Project ideas for Munin:

Munin is a working system/network resource/utilization/environment graphing/trending tool written in Perl using RRD to produce graphs. Graph data input is produced by plugins which are quite easy to write in the common case.

  • Interface: Munin needs a operator dashboard. The dashboard would show "interesting" graphs. Interesting could be detected by RRD's (the used graphing tool) anomalty detection. Another easy "interesting" is graphs exceeding the warning or critical limits set by plugins. The project would need to identify further criteria for "interesting" and produce a dashboard interface which would alert operators to these conditions so they can be evaluated and acted on. ... Detecting that a disk will fill up within 1 day is interesting on Tuesdays. Detecting that a disk will fill up within 3 days is interesting on the day before Christmas, but not on a regular tuesday. (Linpro probably does not have the needed expertise to discover "interesting", patterns and trends. Anyone that wants to take on this idea needs to figure that out themselves).

----

## Exercise 1
Pick out each line of the records that contains the string "neck".
## Exercise 2
Write what comes next in the Munin project ideas, starting right after the last sentence shown.
The Munin project ideas have no connection to the records.

## Data excerpts
----

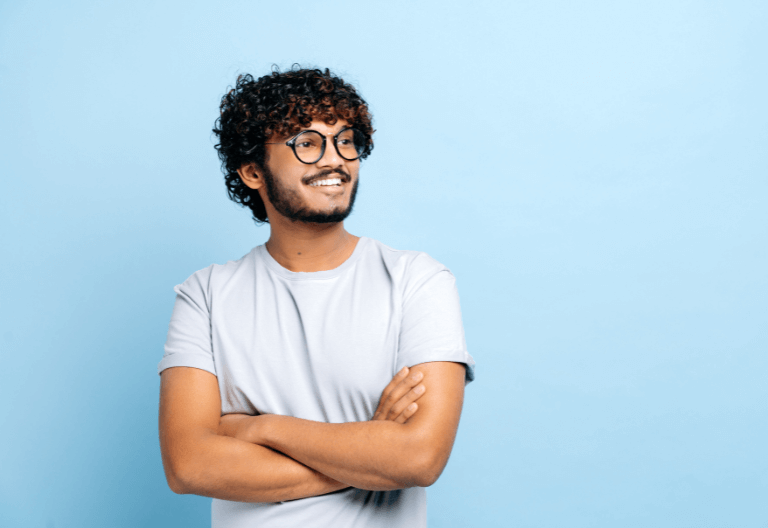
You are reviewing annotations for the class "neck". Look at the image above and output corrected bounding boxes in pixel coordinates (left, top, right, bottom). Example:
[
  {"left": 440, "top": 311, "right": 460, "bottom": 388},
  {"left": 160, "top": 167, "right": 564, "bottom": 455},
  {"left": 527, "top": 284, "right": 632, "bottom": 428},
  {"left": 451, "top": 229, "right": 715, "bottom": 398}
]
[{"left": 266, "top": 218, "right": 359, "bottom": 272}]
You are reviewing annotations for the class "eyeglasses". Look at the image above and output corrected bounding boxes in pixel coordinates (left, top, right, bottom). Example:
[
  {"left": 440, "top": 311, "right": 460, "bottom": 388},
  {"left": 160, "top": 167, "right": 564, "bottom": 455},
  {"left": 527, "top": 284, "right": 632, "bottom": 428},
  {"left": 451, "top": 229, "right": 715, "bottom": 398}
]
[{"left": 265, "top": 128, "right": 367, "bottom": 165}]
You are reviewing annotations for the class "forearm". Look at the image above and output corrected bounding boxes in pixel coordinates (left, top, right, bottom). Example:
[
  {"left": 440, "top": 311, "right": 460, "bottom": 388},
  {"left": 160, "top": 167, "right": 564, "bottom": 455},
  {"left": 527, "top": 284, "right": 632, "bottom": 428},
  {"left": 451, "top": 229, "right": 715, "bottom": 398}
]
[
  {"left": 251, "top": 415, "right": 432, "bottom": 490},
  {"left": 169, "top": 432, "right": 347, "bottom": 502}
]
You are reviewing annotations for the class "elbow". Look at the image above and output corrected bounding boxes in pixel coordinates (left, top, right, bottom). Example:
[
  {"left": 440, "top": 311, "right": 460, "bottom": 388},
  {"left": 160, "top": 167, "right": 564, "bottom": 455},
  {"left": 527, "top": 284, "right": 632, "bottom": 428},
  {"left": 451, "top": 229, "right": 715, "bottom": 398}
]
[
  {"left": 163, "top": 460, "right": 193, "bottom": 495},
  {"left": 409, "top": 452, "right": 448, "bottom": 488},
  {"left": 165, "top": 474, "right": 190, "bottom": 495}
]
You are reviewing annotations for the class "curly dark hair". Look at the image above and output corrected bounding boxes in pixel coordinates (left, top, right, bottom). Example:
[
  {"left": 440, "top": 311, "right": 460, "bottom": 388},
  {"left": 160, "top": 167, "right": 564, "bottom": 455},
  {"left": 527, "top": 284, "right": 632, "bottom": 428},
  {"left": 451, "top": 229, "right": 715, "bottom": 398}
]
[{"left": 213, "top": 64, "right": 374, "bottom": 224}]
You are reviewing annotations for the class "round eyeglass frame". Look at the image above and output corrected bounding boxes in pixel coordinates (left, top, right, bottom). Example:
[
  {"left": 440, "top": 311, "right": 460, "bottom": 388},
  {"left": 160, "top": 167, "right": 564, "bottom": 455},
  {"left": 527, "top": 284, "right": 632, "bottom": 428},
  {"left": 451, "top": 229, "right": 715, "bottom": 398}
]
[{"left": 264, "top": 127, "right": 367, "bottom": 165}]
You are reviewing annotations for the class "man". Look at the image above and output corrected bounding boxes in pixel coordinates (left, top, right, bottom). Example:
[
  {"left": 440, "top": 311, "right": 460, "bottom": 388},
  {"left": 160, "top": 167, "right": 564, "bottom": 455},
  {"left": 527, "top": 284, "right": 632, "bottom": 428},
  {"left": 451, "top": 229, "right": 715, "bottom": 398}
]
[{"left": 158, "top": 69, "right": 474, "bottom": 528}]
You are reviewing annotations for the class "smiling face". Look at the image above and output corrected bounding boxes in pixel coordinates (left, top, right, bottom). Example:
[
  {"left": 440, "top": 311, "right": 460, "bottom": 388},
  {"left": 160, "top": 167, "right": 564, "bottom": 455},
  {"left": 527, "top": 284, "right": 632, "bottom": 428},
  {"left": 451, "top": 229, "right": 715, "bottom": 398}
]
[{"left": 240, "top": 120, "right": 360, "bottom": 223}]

----

## Written response 1
You are reviewing annotations for the class "neck". Look at the image above and output corrected bounding boxes in pixel coordinates (left, top, right, bottom). Example:

## Written response 2
  • Interface (configuration and web interface): Enhancements to introduce and increase usability of powerful features
    • Munin supports gathering data from many hosts with many plugins each. Plugins may set warning and critical levels, but not many do. And the levels may be customized by the system operators, but this often requires reading the plugins source code and setting an environment variable in a munin-node configuration file. In most scenarios the operator would rather have a central configuration file to edit, or even a web-interface. A configuration file and syntax exists, but it's not very expressive, there are no wild-cards for example. While Munin supports host groupings, graph categories and so on there is no way to configure by these groupings.
    • Munin supports making compound graphs by combining data from multiple other graphs. The syntax for this is obtuse, and in most cases it would be easier to pick data sources more visually in a web interface.
    • Munin supports central overriding of graph creation settings, such as making a graph logarithmic. To make this really useful wild-cards introduced earlier would be very useful, as well as a web interface to manipulate these settings - and see how the graph changes at once when making the changes.

This project would need to introduce syntax extensions, and an arbitrarily cool/nice web/web 2.0 interface to edit.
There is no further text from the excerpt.